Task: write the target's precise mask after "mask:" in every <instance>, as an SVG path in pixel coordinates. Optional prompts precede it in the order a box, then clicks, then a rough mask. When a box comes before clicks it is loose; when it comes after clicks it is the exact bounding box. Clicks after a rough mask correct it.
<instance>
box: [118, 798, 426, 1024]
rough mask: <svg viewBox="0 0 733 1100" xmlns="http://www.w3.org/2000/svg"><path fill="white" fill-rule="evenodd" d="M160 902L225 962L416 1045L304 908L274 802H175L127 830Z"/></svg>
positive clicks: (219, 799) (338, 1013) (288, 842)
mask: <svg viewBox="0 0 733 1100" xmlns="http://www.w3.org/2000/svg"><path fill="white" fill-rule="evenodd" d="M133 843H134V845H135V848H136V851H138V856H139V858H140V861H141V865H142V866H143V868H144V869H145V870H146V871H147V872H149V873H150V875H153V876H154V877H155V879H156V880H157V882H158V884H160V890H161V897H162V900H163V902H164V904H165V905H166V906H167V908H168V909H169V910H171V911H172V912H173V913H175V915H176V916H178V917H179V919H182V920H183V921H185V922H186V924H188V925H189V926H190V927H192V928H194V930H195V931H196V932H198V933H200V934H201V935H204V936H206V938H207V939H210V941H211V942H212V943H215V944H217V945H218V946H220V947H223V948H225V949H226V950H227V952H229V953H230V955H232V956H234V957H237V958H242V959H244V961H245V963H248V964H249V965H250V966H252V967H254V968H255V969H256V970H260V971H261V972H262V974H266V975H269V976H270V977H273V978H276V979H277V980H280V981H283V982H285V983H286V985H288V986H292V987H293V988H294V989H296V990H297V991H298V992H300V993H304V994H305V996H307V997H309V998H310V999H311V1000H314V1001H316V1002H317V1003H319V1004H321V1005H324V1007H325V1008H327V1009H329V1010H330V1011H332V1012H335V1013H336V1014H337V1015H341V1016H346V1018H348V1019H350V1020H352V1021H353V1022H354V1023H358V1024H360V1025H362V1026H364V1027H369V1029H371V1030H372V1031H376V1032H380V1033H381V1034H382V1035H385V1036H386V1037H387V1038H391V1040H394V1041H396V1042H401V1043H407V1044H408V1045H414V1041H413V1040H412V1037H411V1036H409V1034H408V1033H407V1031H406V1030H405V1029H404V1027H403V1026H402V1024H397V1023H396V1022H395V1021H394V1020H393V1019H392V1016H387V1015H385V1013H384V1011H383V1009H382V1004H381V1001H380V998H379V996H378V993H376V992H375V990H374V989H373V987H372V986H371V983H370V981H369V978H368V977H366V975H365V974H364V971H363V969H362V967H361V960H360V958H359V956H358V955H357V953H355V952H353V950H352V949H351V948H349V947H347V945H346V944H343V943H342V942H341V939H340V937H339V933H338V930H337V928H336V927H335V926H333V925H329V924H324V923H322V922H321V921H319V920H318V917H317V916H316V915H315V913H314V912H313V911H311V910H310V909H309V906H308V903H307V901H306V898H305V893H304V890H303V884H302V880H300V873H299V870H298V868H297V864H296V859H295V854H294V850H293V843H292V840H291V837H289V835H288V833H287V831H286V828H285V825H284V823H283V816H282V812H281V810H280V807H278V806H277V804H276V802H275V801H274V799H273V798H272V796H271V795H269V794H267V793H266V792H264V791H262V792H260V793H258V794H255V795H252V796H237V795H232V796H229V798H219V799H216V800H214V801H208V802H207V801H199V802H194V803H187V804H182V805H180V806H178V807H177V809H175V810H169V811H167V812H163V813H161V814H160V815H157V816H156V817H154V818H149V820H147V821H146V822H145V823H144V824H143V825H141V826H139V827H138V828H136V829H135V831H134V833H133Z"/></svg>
_____
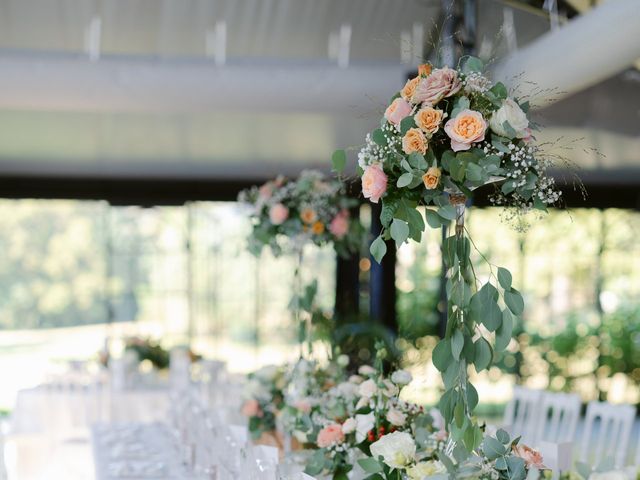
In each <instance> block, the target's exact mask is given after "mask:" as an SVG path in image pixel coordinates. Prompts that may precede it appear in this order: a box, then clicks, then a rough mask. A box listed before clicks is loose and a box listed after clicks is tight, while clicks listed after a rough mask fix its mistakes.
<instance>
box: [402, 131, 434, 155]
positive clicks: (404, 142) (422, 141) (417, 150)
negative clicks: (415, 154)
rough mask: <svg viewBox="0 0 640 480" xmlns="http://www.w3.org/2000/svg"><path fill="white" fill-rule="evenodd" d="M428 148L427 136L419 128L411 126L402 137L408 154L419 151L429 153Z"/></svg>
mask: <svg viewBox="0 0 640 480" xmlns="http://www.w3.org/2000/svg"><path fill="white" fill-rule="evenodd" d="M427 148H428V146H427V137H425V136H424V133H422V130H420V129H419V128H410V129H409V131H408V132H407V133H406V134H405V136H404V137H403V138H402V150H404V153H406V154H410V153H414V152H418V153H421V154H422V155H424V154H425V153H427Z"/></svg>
_____
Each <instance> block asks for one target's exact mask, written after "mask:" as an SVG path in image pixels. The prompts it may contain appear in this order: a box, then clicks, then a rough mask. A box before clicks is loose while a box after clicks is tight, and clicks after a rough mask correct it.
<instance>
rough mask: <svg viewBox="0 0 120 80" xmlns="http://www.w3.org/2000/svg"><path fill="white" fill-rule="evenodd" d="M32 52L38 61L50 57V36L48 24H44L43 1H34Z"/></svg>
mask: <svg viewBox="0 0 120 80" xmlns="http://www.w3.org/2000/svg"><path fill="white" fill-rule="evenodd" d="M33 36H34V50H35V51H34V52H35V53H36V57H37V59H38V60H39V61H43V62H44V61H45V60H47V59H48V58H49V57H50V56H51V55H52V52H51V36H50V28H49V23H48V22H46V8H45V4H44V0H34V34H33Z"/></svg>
_____
Work item: Which lines in the listing above contain the string "positive"? Copy each of them in full, treating uppercase and lowercase letters as different.

Result:
positive clicks: (219, 799) (338, 1013) (288, 842)
positive clicks: (404, 142) (422, 141) (417, 150)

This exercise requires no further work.